Given passage
┄┄┄┄┄┄

Re: MarshalException after upgrading to 2.1.6

2015-06-11 Thread Tom van den Berge
Sure!

I just opened https://issues.apache.org/jira/browse/CASSANDRA-9582



On Thu, Jun 11, 2015 at 5:27 PM, Tyler Hobbs ty...@datastax.com wrote:

 Can you open a JIRA ticket with details and the schema for that table
 here? https://issues.apache.org/jira/browse/CASSANDRA

 On Thu, Jun 11, 2015 at 9:23 AM, Tom van den Berge t...@drillster.com
 wrote:

 I've upgraded a node from 2.0.10 to 2.1.6. Before taking down the node,
 I've run nodetool upgradesstables and nodetool scrub.

 When starting up the node with 2.1.6, I'm getting a MarshalException
 (stacktrace included below). For some reason, it seems that C* is trying to
 convert a text value from the column 'currencyCode' to a UUID, which it
 isn't.
 I've had similar errors for two other columns as well, which I could work
 around by dropping the table, since it wasn't used anymore.

 The only thing I could do was restoring a snapshot and starting up the
 old 2.0.10 again. Does anyone have an idea how this can be fixed?

 Thanks,
 Tom

 ERROR 13:51:57 Exception encountered during startup
 org.apache.cassandra.serializers.MarshalException: unable to make version
 1 UUID from 'currencyCode'
 at org.apache.cassandra.db.marshal.UUIDType.fromString(UUIDType.java:188)

┄┄┄┄┄┄

Recorded information

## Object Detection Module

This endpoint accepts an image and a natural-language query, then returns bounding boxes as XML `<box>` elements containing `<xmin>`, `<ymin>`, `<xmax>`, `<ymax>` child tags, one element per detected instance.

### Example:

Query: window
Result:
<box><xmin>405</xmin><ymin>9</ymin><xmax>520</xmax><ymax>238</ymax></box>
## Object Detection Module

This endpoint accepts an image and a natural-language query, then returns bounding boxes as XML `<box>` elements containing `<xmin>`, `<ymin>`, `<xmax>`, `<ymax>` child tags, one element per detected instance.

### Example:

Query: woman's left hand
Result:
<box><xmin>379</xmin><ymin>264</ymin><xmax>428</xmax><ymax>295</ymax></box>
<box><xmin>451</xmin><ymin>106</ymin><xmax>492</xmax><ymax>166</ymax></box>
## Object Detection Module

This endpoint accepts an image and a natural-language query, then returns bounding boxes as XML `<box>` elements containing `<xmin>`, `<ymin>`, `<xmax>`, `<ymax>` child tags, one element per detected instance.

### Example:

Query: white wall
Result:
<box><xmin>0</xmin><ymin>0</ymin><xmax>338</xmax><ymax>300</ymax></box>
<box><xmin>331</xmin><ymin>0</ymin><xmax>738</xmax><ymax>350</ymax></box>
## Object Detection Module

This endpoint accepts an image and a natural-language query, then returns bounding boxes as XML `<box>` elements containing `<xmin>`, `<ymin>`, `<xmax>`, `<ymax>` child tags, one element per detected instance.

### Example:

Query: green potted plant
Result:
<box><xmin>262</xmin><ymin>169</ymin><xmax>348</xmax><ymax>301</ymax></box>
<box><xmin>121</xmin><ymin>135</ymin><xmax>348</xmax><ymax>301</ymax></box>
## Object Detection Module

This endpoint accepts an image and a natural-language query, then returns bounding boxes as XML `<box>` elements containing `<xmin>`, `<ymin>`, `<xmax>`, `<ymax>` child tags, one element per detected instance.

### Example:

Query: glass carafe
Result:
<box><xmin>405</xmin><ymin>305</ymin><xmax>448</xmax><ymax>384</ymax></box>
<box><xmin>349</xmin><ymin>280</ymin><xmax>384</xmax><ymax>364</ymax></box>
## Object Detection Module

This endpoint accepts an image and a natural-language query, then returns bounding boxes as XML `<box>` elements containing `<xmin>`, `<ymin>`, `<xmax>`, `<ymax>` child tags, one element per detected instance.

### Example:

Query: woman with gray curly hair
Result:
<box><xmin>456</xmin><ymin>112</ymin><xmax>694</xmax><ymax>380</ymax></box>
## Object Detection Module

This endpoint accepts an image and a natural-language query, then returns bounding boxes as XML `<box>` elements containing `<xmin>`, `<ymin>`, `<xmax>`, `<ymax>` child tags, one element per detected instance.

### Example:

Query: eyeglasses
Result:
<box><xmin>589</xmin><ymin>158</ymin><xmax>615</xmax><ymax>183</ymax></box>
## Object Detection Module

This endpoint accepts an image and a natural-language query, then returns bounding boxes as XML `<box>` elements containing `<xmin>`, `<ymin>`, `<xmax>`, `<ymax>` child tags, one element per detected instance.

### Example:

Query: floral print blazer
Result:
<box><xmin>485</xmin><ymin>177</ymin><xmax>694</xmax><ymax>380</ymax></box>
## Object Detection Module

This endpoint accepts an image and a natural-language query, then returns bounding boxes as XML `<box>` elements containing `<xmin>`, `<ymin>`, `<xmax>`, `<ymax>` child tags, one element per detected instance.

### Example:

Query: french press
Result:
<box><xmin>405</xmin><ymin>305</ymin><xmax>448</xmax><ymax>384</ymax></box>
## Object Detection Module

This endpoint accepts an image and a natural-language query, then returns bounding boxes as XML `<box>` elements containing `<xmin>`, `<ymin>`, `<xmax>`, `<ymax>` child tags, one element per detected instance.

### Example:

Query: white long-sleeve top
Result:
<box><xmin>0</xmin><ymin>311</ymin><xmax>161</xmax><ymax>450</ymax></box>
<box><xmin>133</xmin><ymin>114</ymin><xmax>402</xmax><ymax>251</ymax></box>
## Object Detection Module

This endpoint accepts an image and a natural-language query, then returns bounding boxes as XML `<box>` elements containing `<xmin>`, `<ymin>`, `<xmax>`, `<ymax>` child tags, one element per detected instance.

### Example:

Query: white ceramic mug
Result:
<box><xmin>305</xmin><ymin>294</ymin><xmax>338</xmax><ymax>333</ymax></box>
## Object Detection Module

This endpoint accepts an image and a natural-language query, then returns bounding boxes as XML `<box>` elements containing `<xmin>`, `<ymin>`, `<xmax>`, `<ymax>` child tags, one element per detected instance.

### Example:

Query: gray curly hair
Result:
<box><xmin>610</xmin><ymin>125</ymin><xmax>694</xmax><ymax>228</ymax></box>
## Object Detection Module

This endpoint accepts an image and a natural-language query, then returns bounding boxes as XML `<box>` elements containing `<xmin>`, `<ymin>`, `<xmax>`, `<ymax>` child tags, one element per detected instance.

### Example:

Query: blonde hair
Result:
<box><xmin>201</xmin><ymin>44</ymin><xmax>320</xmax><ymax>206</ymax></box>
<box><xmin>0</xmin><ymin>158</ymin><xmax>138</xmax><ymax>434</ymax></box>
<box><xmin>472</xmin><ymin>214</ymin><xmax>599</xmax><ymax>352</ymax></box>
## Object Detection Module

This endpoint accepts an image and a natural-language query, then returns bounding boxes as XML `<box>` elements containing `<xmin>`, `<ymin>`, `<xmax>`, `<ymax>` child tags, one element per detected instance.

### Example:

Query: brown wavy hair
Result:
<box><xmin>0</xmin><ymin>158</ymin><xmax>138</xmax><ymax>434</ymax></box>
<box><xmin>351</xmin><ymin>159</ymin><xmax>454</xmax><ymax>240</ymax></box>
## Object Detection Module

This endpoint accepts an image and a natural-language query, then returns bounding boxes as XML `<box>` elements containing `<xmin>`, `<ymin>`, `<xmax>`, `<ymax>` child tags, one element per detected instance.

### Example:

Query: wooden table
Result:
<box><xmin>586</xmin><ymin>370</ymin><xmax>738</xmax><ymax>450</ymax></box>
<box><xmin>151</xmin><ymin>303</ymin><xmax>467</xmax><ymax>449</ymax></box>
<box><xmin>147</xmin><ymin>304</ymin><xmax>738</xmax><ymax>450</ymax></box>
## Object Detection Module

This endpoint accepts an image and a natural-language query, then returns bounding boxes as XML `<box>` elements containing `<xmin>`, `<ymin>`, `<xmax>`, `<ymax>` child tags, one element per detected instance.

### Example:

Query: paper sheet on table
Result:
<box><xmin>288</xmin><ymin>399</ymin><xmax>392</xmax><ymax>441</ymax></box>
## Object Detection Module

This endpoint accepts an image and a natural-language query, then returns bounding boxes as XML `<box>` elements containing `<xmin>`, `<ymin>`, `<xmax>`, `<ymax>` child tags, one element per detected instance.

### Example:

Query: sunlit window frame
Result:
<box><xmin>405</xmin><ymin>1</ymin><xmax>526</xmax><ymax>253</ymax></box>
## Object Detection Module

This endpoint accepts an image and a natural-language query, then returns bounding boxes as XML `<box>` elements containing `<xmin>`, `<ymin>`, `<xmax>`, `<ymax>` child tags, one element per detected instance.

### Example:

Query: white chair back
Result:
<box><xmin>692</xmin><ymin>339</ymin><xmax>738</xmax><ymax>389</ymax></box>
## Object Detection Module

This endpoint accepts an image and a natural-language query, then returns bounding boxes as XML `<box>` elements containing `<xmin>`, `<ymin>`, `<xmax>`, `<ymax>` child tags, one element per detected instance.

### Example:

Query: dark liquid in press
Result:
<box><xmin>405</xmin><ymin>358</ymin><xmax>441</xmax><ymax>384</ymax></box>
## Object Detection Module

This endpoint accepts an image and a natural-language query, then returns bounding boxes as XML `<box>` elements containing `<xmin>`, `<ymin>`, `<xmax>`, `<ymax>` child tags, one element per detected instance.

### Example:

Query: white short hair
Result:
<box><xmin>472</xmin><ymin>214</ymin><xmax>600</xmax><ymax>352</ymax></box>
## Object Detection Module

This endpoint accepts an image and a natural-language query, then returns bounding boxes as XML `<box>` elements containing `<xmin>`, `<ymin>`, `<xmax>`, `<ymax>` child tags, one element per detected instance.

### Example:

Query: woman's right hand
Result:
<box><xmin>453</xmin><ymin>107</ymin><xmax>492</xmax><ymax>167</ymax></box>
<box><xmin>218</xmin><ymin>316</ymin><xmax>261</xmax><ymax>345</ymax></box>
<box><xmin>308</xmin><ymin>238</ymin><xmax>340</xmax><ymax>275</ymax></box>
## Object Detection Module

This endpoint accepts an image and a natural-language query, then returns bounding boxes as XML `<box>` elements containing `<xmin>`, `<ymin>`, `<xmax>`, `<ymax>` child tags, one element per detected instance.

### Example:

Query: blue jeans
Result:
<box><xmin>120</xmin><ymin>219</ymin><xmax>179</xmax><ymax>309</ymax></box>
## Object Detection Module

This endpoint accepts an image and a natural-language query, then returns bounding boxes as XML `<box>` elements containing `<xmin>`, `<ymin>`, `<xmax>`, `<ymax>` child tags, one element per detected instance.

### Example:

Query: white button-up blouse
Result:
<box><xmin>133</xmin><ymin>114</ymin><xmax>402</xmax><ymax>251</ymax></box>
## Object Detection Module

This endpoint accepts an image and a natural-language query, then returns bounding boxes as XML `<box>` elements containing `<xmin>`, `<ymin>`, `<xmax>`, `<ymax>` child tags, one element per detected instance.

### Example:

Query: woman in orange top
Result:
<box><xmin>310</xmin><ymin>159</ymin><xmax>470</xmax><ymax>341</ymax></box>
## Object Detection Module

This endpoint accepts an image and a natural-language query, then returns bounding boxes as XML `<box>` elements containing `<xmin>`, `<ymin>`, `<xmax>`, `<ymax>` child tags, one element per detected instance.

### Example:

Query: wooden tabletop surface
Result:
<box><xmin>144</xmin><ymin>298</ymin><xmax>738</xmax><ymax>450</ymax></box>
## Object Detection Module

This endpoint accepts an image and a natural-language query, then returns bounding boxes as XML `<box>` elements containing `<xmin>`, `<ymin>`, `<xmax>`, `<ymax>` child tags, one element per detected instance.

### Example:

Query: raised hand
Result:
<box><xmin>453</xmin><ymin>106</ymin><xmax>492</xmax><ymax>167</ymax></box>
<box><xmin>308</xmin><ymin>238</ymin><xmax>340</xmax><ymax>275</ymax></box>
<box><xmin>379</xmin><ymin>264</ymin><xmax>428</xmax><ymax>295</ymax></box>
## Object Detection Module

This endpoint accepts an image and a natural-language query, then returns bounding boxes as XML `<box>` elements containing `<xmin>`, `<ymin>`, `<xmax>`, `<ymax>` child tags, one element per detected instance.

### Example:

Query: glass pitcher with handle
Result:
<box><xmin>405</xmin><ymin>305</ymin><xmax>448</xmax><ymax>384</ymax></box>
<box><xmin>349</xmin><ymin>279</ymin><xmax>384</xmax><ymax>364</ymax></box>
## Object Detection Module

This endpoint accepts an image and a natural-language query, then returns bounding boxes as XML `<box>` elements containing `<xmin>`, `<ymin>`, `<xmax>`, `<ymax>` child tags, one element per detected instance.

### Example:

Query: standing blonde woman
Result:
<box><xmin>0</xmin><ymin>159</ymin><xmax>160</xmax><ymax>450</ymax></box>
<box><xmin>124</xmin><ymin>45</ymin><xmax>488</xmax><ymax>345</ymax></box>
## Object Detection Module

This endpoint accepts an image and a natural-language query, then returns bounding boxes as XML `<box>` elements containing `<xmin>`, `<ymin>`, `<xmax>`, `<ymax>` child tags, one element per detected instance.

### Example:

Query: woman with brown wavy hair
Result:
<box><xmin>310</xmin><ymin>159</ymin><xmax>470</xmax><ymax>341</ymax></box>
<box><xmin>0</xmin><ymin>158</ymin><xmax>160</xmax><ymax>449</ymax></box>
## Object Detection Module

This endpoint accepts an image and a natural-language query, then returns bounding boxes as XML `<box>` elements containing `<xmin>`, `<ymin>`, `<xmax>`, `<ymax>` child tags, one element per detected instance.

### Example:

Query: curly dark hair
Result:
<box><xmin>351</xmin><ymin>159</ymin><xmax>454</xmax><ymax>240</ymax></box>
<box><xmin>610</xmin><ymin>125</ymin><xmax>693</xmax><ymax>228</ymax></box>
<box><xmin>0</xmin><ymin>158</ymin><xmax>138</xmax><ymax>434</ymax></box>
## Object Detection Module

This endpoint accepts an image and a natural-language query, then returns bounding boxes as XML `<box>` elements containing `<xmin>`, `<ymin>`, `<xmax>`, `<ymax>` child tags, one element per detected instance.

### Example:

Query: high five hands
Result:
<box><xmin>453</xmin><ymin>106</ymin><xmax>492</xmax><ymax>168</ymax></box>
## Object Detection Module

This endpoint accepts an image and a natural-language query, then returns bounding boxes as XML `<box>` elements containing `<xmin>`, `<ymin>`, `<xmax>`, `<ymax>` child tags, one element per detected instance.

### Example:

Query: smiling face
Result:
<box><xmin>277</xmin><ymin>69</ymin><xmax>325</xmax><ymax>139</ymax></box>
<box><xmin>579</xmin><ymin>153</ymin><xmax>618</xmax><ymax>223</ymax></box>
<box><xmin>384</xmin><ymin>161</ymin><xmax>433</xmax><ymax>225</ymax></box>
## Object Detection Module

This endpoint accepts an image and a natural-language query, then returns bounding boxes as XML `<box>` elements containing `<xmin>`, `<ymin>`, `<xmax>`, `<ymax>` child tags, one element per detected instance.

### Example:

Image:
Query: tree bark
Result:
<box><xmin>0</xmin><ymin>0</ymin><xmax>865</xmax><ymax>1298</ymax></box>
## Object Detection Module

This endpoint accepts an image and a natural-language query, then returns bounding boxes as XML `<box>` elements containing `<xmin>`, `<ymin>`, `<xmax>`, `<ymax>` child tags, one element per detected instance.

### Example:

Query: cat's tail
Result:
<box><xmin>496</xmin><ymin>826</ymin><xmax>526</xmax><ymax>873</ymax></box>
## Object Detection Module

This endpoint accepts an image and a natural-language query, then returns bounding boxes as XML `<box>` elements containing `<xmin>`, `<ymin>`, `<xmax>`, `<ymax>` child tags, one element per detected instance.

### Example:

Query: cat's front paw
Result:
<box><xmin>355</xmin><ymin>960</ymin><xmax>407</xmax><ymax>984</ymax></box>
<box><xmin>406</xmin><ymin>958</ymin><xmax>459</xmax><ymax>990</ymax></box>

┄┄┄┄┄┄

Aim 1
In the Cassandra upgrade thread, which two nodetool commands were run before the node was taken down?
Aim 2
Resume the Cassandra upgrade thread from the point where the text stops.
The material is not needed for what follows.

Task response 1
nodetool upgradesstables and nodetool scrub

Task response 2
 ~[apache-cassandra-2.1.6.jar:2.1.6]
 at
 org.apache.cassandra.db.marshal.AbstractCompositeType.fromString(AbstractCompositeType.java:242)
 ~[apache-cassandra-2.1.6.jar:2.1.6]
 at
 org.apache.cassandra.config.ColumnDefinition.fromSchema(ColumnDefinition.java:397)
 ~[apache-cassandra-2.1.6.jar:2.1.6]
 at
 org.apache.cassandra.config.CFMetaData.fromSchemaNoTriggers(CFMetaData.java:1750)
 ~[apache-cassandra-2.1.6.jar:2.1.6]
 at
 org.apache.cassandra.config.CFMetaData.fromSchema(CFMetaData.java:1860)
 ~[apache-cassandra-2.1.6.jar:2.1.6]
 at
 org.apache.cassandra.config.KSMetaData.deserializeColumnFamilies(KSMetaData.java:321)
 ~[apache-cassandra-2.1.6.jar:2.1.6]
 at org.apache.cassandra.config.KSMetaData.fromSchema(KSMetaData.java:302)
 ~[apache-cassandra-2.1.6.jar:2.1.6]
 at
 org.apache.cassandra.db.DefsTables.loadFromKeyspace(DefsTables.java:133)
 ~[apache-cassandra-2.1.6.jar:2.1.6]
 at
 org.apache.cassandra.config.DatabaseDescriptor.loadSchemas(DatabaseDescriptor.java:696)
 ~[apache-cassandra-2.1.6.jar:2.1.6]
 at
 org.apache.cassandra.config.DatabaseDescriptor.loadSchemas(DatabaseDescriptor.java:672)
 ~[apache-cassandra-2.1.6.jar:2.1.6]
 at
 org.apache.cassandra.service.CassandraDaemon.setup(CassandraDaemon.java:293)
 [apache-cassandra-2.1.6.jar:2.1.6]
 at
 org.apache.cassandra.service.CassandraDaemon.activate(CassandraDaemon.java:536)
 [apache-cassandra-2.1.6.jar:2.1.6]
 at
 org.apache.cassandra.service.CassandraDaemon.main(CassandraDaemon.java:625)
 [apache-cassandra-2.1.6.jar:2.1.6]
 Caused by: org.apache.cassandra.serializers.MarshalException: unable to
 coerce 'currencyCode' to a  formatted date (long)
 at
 org.apache.cassandra.serializers.TimestampSerializer.dateStringToTimestamp(TimestampSerializer.java:111)
 ~[apache-cassandra-2.1.6.jar:2.1.6]
 at org.apache.cassandra.db.marshal.UUIDType.fromString(UUIDType.java:184)
 ~[apache-cassandra-2.1.6.jar:2.1.6]
 ... 12 common frames omitted
 Caused by: java.text.ParseException: Unable to parse the date:
 currencyCode
 at
 org.apache.commons.lang3.time.DateUtils.parseDateWithLeniency(DateUtils.java:336)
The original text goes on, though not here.